[Excerpts from a dataset]

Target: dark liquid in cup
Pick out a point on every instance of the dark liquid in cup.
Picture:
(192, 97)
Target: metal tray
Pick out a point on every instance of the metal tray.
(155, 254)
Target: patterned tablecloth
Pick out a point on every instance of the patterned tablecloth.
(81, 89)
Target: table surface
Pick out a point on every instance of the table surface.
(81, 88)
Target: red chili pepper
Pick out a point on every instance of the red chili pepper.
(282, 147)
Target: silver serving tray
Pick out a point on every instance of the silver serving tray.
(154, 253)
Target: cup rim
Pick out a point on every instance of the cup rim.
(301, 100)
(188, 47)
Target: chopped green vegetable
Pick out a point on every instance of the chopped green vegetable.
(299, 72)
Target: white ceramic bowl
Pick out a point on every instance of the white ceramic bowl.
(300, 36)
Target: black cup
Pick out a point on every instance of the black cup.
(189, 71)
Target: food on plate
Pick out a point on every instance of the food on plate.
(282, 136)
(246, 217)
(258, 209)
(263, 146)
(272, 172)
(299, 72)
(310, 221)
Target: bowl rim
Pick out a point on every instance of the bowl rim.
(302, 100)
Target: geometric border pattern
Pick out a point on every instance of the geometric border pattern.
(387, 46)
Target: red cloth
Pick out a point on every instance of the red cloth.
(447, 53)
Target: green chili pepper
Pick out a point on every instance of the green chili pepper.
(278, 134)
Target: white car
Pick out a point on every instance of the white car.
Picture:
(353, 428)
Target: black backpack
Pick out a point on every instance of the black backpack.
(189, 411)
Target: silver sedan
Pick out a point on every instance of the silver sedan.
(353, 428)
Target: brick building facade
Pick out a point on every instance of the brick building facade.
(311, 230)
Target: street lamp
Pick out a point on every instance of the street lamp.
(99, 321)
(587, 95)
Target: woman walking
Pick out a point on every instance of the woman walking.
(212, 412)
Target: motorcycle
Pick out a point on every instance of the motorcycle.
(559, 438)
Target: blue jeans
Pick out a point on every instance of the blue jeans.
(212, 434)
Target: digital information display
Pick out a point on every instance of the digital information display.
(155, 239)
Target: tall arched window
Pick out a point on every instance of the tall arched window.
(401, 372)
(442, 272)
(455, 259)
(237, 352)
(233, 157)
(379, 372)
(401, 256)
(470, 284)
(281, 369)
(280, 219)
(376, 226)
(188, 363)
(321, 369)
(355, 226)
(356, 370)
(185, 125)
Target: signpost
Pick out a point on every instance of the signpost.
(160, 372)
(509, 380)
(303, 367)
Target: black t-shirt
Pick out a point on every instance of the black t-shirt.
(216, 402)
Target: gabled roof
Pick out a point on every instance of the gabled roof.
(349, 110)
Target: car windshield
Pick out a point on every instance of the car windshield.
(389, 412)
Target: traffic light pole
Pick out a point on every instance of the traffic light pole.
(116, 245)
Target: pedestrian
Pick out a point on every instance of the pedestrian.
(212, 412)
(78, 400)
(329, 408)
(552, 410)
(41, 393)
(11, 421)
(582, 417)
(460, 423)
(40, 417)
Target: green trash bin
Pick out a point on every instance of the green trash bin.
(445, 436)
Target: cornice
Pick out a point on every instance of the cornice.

(Problem description):
A complete answer reproduces every line of the records in which the word "dark" occurs.

(Solution to this problem):
Target: dark liquid in cup
Pick out a point on every instance of the dark liquid in cup.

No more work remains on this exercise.